++++ RECORD LIST
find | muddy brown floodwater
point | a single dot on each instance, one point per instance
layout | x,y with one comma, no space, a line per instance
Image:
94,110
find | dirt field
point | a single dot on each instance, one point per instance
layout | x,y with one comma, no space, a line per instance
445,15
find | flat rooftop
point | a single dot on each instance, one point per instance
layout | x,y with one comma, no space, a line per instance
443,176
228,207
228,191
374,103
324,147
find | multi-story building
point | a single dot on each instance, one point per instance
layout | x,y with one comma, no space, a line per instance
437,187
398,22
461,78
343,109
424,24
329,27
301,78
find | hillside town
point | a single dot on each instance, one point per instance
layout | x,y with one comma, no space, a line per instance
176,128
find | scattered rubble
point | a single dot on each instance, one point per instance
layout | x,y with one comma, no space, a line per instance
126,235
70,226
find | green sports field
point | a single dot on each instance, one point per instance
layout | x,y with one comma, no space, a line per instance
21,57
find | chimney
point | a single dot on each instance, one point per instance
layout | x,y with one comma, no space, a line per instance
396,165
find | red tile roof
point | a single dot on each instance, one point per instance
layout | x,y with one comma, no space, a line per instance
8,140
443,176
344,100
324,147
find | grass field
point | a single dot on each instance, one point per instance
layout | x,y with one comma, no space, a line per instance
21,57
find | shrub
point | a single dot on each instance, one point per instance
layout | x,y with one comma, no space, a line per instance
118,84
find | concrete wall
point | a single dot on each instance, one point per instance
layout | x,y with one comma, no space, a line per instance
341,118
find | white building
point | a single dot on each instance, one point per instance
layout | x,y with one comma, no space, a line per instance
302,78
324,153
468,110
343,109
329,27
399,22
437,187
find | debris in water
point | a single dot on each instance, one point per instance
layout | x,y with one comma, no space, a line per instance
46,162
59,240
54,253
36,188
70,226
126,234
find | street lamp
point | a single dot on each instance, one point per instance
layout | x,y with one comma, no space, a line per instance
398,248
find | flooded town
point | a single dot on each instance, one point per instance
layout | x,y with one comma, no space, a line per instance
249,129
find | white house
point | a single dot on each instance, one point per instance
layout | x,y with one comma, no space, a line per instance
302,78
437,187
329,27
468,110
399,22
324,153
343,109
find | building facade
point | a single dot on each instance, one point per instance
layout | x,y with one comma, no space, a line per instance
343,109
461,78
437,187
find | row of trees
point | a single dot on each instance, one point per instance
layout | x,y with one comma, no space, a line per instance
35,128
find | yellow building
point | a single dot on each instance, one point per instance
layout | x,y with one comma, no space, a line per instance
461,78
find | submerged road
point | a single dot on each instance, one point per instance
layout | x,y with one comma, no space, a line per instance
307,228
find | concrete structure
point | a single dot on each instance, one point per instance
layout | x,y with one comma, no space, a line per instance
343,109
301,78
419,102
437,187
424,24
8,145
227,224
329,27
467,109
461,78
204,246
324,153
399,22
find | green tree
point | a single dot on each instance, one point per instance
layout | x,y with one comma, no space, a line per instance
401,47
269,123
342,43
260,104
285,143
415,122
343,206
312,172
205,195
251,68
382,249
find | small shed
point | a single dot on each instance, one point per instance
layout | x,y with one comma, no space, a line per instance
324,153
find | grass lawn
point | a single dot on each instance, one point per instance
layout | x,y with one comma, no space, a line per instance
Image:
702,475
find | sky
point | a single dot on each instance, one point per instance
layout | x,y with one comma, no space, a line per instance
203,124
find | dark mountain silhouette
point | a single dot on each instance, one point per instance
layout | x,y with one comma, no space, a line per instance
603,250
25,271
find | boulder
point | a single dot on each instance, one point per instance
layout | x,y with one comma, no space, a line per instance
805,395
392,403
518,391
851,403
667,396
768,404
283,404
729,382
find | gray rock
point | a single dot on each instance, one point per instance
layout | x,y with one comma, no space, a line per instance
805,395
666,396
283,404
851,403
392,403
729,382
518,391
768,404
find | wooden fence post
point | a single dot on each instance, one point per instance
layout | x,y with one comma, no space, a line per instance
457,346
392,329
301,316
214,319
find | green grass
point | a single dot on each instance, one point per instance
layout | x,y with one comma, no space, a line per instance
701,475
++++++++
- TASK DETAILS -
Give the listing again, word for word.

- IN RESPONSE -
find | muddy brown floodwater
point | a single dot on each instance, one point per instance
layout | x,y with one comma, no space, a line per instance
Image:
94,110
find | dirt field
point | a single dot on each instance, one point per instance
layout | x,y with one comma, no space, a line per instance
445,15
find | flat rooftop
point | a single dot on each instance, one point per instance
layout | x,y with one comma, no space, a line per instance
443,176
228,207
228,191
374,103
324,147
find | multi-story building
point | a single dot on each instance, one point per instance
layout | x,y with one comma, no space, a line per instance
437,187
398,22
461,78
343,109
424,24
329,27
301,78
find | hillside town
point | a single dot on each instance, one point per instance
layout | x,y with one comma, no space, a line per instance
176,128
find | scattered rubble
point | a single dot on each instance, one point per instance
layout | x,y with one comma, no space, a line per instance
126,235
70,226
find | green sports field
point | a single dot on each instance, one point per instance
layout | x,y with one comma, no space, a line per instance
21,57
find | chimney
point | a single dot on each instance, one point per instance
layout | x,y with one comma, no space, a line per instance
396,165
find | red tile roof
point | a single dot on each instance, one point per instance
layout | x,y with one comma, no space, a line per instance
8,140
443,176
344,100
324,147
find | grass field
point | a single dot on each instance, one point per instance
layout | x,y with one comma, no space, a line per instance
21,57
find | shrub
point | a single dot on each instance, one point per instance
layout | x,y with one comma, no space, a line per instance
118,84
find | concrete wall
point | a single dot on each instance, one point per instance
layout | x,y with one comma, no space, a line per instance
341,118
find | white building
point | a single dot on each instance, one point per instance
layout | x,y with one comma, no space, a line per instance
302,78
324,153
468,110
343,109
329,27
399,22
437,187
find | debris in water
point | a single dot on each instance, one point per instance
layout | x,y with one comma, no space, a line per instance
46,162
59,240
54,253
36,188
70,226
126,234
find | street lamp
point | a single dot on each instance, one point per instance
layout | x,y with one comma, no space, a line per instance
398,248
find | flooded town
point | a single dot on each instance, one point per instance
layout | x,y with one comma, no space, a line per instance
249,129
find | white house
point | a single dot on each instance, one point per instance
layout | x,y with one comma, no space, a line per instance
302,78
437,187
329,27
468,110
399,22
324,153
343,109
find | building facade
point | a single dot on each instance, one point per instance
layout | x,y with one comma, no space, a line per instance
343,109
461,78
437,187
find | row of trees
point | a single dot on each instance, one point per instance
layout | x,y with one comma, no space, a line per instance
35,128
find | yellow building
point | a single dot on each instance, one point per instance
layout | x,y with one comma, no space, a line per instance
461,78
find | submerged road
point | a single dot on each instance, one point per instance
layout | x,y with one comma, no space, a line per instance
307,228
find | concrete structure
point | a single dot on each instance, one point per instance
layout | x,y with one comma, no space, a line per instance
343,109
301,78
419,102
437,187
424,24
8,145
227,224
329,27
467,109
461,78
204,246
324,153
399,22
find | green tree
point | a single dot on each instance, one point per instance
layout | x,y with one comma, no space, a line per instance
401,47
269,123
342,43
260,104
285,143
415,122
343,206
312,172
205,195
251,68
382,249
find | small shed
point | a single dot on each instance, one point per instance
layout | x,y with one comma, no space, a line per instance
324,153
find | grass lawn
point | a single dot on each instance, one point per instance
layout | x,y with one comma, no space, a line per instance
Image:
702,475
find | sky
point | a single dot on each instance, one point per instance
layout | x,y with one comma, no space, a line per instance
203,124
find | dark mountain silhouette
point | a single dot on each instance, one point per instance
layout | x,y with one comma, no space, a line per instance
603,250
25,271
find | boulder
point | a single dot on each instance, one point per instance
layout | x,y with one comma, no space, a line per instance
805,395
392,403
518,391
851,403
667,396
768,404
283,404
729,382
find | gray rock
point | a single dot on each instance, one point per instance
layout | x,y with one comma, no space, a line per instance
805,395
666,396
283,404
851,403
392,403
729,382
518,391
768,404
find | wooden fence post
point | a single dot on each instance, one point per instance
layout | x,y with one comma, no space, a line per instance
457,346
392,329
301,316
214,319
find | green grass
point | a single dot on each instance, one point per instance
layout | x,y with one comma, no space, a line per instance
701,475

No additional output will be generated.